#### [Work to complete]
In the material below, the required lines run from the one containing "120H138L148 110L145 87L129" through the one containing "positive clicks: (140, 82)". Copy those lines exactly, ends included, and nothing else.

#### [Data listing]
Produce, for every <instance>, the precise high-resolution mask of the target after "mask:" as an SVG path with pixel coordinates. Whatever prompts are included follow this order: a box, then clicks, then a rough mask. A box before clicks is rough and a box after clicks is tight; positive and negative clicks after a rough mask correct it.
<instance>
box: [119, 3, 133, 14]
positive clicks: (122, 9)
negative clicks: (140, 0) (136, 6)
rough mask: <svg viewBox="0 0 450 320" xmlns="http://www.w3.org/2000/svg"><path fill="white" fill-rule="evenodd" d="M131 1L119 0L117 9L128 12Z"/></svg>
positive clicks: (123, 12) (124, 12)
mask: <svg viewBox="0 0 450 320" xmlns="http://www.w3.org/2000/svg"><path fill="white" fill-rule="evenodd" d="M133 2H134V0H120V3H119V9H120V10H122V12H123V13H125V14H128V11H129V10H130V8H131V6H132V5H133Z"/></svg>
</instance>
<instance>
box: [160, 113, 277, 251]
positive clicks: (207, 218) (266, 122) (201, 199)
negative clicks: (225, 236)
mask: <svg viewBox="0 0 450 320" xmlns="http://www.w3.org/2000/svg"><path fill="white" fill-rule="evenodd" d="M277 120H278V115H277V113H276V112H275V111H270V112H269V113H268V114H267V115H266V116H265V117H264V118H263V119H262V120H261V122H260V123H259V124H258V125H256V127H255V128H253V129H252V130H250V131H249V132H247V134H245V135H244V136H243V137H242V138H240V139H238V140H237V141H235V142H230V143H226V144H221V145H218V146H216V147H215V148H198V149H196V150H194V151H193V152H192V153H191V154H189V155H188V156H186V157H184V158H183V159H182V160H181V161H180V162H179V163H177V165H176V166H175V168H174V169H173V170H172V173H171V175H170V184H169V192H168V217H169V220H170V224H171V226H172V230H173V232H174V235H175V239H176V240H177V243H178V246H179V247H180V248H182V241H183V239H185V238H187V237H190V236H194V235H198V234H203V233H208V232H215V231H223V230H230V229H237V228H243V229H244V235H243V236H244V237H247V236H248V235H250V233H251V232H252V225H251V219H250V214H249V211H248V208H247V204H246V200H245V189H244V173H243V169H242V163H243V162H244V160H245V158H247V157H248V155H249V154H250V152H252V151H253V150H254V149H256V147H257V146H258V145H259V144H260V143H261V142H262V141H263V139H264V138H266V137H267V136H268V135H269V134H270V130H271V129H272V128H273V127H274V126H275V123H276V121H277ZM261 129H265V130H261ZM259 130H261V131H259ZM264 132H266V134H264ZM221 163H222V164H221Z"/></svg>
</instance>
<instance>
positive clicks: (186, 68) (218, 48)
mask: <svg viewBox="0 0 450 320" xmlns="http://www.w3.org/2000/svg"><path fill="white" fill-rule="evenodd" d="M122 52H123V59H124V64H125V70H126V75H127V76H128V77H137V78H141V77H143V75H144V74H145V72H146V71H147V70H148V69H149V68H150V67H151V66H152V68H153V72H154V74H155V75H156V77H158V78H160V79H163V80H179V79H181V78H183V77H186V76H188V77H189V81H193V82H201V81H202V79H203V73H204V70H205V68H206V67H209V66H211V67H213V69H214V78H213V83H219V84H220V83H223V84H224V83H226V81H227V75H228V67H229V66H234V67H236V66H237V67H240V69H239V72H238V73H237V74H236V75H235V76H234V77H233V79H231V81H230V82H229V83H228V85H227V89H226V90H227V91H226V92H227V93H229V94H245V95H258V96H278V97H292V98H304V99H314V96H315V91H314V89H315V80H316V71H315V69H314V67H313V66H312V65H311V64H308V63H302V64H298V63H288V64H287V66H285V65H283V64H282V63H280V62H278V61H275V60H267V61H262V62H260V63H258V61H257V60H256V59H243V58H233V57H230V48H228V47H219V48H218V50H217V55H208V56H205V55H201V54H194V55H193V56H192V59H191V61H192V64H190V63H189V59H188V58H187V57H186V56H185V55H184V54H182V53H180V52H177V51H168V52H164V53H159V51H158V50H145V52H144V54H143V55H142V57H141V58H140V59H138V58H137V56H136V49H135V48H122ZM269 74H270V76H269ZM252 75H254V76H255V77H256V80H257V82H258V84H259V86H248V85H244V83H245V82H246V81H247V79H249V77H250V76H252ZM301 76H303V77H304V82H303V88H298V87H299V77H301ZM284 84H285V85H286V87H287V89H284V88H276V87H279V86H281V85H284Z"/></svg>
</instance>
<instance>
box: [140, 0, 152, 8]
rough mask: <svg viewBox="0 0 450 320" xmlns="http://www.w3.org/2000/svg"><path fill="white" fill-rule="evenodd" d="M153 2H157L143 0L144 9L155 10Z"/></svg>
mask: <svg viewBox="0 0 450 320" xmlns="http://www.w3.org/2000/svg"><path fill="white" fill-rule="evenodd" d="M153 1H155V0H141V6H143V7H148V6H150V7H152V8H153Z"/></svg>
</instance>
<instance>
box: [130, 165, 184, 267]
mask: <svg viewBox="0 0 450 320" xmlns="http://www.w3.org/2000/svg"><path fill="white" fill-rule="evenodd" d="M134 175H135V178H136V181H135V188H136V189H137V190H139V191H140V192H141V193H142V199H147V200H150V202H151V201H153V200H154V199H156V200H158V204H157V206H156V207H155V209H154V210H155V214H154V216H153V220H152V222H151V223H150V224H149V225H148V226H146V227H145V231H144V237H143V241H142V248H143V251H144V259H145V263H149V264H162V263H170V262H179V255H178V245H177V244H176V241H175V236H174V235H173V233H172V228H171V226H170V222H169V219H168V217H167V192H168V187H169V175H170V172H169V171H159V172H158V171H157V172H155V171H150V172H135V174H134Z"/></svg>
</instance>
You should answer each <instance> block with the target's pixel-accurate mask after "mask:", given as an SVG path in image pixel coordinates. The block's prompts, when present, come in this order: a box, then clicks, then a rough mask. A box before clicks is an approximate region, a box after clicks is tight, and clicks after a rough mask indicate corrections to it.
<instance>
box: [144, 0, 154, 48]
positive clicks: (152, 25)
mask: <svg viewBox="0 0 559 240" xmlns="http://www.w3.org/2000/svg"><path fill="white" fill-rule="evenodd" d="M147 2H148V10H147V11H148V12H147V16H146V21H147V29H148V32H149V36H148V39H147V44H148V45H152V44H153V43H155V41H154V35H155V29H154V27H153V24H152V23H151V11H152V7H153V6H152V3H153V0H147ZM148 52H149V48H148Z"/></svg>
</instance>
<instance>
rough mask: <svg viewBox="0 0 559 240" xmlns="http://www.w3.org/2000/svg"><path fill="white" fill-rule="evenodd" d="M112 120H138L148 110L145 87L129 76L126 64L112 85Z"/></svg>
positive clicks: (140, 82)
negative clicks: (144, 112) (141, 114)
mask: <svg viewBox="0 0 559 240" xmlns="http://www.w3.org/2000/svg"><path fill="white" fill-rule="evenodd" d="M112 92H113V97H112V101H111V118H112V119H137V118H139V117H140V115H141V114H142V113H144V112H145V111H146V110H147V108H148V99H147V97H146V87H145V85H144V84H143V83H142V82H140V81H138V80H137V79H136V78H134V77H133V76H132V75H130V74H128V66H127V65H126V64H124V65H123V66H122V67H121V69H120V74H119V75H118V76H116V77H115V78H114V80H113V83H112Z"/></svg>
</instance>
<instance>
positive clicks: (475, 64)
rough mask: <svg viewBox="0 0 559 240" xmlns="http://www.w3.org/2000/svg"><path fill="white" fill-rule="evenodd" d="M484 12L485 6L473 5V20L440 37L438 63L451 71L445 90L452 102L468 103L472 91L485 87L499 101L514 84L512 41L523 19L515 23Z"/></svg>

#### [Result]
rough mask: <svg viewBox="0 0 559 240" xmlns="http://www.w3.org/2000/svg"><path fill="white" fill-rule="evenodd" d="M112 120H138L148 110L145 87L129 76L126 64L112 85Z"/></svg>
positive clicks: (140, 82)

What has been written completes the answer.